**Exercise objective:** In the records below, the line containing "point(76, 769)" is the first to keep. Retype it and all later lines exactly, through the end.

*** Block opens ***

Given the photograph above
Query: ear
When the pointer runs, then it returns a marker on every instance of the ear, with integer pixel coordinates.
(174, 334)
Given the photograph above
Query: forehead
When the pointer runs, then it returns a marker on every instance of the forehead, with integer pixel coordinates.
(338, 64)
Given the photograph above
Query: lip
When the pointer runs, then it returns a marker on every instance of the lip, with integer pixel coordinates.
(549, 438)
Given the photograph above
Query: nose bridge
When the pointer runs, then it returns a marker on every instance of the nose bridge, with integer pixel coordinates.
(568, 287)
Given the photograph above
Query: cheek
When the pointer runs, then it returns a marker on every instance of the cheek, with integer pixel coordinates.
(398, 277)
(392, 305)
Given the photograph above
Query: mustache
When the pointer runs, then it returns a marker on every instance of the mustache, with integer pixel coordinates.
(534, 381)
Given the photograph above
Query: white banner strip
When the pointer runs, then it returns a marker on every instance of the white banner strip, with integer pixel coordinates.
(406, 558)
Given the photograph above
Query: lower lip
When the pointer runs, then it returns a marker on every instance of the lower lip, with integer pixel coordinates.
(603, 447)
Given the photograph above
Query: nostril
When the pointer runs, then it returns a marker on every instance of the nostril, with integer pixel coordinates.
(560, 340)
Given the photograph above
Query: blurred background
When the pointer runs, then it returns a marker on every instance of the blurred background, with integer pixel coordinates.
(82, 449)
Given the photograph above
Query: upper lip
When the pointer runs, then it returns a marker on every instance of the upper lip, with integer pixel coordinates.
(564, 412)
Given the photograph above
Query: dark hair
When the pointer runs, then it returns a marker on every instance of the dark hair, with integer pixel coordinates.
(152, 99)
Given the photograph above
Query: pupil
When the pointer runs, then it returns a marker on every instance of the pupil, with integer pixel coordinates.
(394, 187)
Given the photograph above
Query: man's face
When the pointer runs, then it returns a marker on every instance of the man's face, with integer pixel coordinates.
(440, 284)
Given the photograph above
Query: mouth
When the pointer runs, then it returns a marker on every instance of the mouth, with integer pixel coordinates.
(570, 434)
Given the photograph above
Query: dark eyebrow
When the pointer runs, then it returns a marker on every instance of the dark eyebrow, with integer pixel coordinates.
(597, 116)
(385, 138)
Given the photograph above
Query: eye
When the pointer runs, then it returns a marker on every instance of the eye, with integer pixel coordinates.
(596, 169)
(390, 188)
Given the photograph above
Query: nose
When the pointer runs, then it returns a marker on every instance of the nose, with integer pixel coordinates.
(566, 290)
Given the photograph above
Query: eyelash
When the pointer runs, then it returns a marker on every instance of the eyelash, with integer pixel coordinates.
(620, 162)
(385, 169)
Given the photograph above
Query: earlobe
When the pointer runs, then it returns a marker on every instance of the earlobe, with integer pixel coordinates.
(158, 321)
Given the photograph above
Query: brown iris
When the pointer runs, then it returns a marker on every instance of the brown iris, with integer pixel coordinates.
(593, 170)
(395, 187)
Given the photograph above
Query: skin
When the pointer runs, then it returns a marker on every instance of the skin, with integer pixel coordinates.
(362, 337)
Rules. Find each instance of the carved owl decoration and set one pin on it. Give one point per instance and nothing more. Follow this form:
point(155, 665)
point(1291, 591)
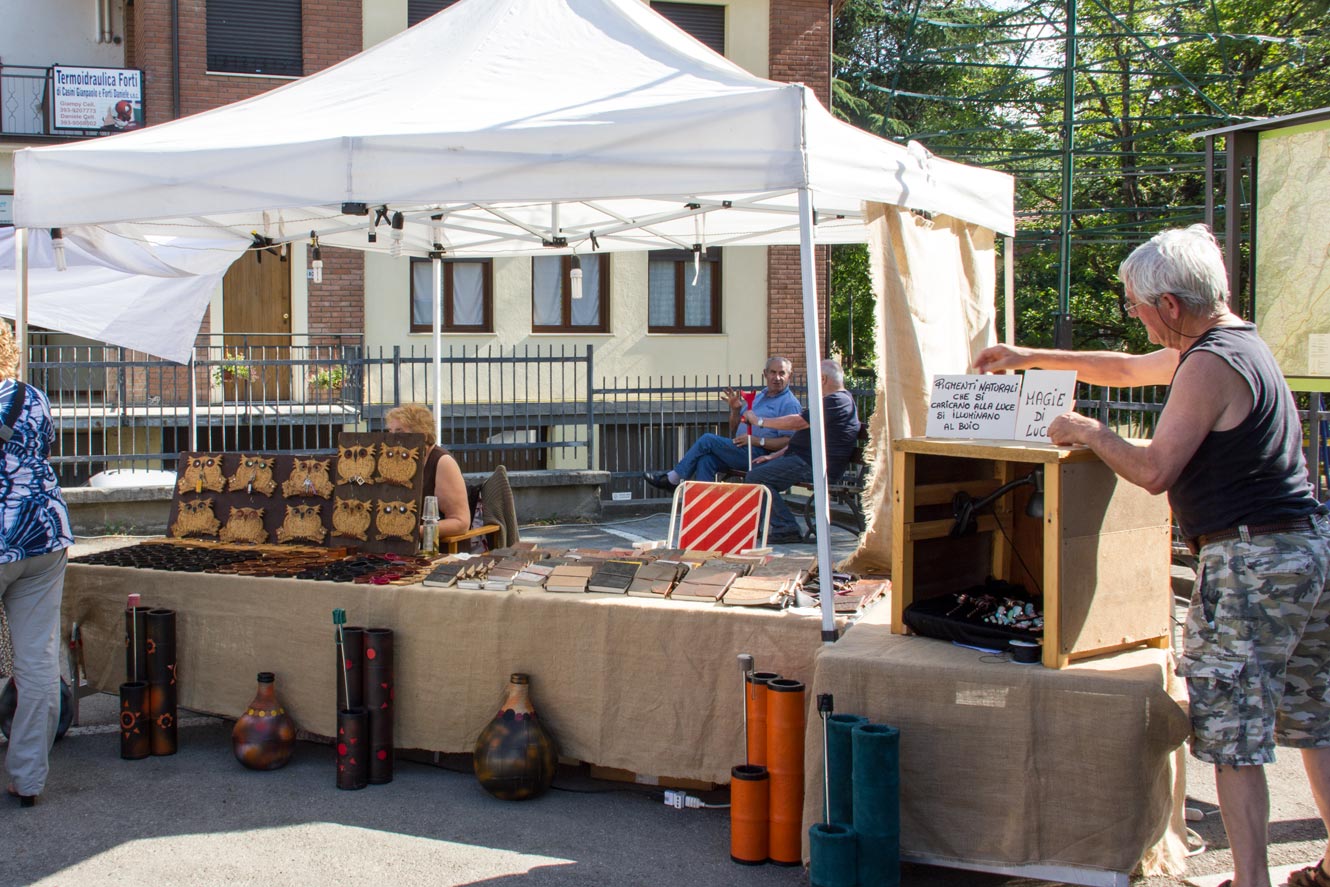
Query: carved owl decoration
point(245, 525)
point(202, 471)
point(194, 517)
point(303, 523)
point(355, 464)
point(309, 478)
point(398, 464)
point(351, 517)
point(397, 520)
point(253, 475)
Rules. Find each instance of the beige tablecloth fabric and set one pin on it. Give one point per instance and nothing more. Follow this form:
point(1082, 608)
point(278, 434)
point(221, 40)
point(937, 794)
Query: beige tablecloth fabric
point(649, 686)
point(1011, 765)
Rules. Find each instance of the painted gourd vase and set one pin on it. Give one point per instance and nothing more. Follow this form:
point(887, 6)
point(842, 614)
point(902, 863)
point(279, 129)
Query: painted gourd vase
point(515, 754)
point(265, 734)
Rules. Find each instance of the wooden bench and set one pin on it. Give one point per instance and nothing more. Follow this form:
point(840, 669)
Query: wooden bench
point(843, 496)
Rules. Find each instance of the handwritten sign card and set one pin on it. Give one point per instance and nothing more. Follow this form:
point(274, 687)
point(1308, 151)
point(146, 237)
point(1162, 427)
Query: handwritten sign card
point(974, 406)
point(1044, 395)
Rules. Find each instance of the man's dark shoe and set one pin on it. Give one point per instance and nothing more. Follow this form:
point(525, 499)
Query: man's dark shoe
point(660, 480)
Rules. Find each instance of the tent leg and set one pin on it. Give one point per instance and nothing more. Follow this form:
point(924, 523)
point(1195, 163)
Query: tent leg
point(1008, 287)
point(813, 357)
point(20, 299)
point(438, 349)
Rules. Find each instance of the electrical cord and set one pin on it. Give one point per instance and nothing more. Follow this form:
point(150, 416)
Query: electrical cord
point(681, 799)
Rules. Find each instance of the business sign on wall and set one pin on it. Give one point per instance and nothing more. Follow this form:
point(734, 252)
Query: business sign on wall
point(105, 99)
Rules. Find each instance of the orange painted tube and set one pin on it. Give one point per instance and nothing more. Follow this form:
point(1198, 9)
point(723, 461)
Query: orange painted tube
point(785, 762)
point(749, 799)
point(757, 682)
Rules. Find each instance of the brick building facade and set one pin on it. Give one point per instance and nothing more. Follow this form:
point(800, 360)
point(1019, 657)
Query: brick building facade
point(333, 29)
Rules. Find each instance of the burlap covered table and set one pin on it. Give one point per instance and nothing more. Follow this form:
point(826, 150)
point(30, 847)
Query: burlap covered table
point(1016, 767)
point(649, 686)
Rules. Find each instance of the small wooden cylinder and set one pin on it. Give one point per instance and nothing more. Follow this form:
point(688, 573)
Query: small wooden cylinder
point(785, 762)
point(750, 795)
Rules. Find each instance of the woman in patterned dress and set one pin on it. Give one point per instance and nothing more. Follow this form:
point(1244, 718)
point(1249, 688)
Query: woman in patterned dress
point(33, 536)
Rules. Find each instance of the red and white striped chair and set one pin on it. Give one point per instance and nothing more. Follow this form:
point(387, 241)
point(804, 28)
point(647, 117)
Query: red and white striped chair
point(725, 517)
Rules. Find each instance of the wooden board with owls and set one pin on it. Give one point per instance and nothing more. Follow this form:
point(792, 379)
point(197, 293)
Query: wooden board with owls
point(253, 499)
point(377, 492)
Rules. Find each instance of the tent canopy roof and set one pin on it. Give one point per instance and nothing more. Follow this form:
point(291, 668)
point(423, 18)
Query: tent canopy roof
point(507, 128)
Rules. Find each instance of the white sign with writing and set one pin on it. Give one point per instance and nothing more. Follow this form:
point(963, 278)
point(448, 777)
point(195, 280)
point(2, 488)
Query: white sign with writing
point(105, 99)
point(1044, 395)
point(974, 406)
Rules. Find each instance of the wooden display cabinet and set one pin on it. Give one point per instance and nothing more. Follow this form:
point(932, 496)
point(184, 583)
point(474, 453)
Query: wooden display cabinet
point(1100, 555)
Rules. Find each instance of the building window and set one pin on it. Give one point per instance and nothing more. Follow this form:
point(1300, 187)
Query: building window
point(246, 37)
point(682, 295)
point(467, 295)
point(552, 306)
point(705, 23)
point(420, 9)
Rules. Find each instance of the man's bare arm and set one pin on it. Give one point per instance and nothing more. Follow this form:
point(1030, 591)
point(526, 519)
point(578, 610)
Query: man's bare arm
point(1095, 367)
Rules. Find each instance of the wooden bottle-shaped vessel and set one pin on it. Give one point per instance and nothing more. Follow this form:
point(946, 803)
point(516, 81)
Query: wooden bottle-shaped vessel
point(515, 754)
point(265, 736)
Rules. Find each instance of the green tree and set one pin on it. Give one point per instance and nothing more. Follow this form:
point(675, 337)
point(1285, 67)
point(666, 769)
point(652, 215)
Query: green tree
point(982, 81)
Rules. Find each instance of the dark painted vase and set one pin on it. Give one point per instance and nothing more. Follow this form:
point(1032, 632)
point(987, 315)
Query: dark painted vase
point(265, 734)
point(515, 754)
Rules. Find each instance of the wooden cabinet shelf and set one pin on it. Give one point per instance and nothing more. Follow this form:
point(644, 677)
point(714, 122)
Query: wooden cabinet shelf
point(1099, 556)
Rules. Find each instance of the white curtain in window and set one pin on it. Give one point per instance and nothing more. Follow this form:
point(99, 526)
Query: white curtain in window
point(547, 279)
point(422, 294)
point(587, 309)
point(697, 297)
point(468, 293)
point(660, 294)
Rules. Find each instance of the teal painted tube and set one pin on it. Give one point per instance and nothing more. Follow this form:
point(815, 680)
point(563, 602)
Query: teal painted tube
point(877, 803)
point(841, 766)
point(833, 854)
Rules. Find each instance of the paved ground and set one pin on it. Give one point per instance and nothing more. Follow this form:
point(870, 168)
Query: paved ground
point(200, 818)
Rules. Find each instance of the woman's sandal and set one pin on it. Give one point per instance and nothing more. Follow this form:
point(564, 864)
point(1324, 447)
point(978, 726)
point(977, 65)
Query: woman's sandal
point(1309, 877)
point(24, 801)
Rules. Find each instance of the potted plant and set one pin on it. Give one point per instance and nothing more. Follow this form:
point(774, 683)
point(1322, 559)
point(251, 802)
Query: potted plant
point(329, 378)
point(232, 367)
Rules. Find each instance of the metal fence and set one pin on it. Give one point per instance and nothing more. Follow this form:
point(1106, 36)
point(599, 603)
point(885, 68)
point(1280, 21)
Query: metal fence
point(528, 408)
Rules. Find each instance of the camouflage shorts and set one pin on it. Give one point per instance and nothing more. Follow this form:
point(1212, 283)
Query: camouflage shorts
point(1257, 649)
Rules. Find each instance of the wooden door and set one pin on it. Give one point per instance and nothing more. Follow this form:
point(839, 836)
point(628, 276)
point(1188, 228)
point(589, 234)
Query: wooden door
point(257, 317)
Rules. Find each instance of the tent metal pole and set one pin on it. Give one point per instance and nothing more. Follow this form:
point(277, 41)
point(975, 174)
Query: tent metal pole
point(20, 299)
point(438, 349)
point(1008, 287)
point(813, 358)
point(193, 403)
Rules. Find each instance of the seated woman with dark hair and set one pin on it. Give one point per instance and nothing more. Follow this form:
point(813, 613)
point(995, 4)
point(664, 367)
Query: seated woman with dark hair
point(442, 474)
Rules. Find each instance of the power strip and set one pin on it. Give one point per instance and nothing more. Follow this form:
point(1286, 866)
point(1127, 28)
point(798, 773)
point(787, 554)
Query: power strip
point(680, 799)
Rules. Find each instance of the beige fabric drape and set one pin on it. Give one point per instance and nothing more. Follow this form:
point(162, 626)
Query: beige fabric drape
point(935, 282)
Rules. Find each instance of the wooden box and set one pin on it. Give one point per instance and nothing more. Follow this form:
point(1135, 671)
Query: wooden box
point(1099, 556)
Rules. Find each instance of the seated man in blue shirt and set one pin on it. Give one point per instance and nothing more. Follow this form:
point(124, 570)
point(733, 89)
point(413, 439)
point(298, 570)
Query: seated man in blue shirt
point(794, 464)
point(714, 452)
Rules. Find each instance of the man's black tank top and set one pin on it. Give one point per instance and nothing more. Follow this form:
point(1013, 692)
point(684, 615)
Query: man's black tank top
point(1254, 472)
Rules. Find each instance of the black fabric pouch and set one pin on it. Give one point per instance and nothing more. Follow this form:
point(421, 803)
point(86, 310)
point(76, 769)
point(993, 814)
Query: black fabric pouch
point(947, 617)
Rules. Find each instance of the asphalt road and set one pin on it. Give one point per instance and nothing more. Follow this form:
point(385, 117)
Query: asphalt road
point(201, 818)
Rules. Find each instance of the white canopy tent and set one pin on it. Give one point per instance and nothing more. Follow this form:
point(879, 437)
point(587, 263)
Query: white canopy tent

*** Block closes ***

**Task answer:**
point(76, 769)
point(993, 814)
Query: black fabric pouch
point(947, 617)
Rules. Find each instance of the asphalt road and set one pin on it. Give one point per instance and nothing more. Follow this form:
point(385, 117)
Query: asphalt road
point(201, 818)
Rules. Find each instance of the white canopy tent and set one pin on it. Give one point per instance and nothing more. Follow this form:
point(879, 437)
point(587, 263)
Query: white canopy tent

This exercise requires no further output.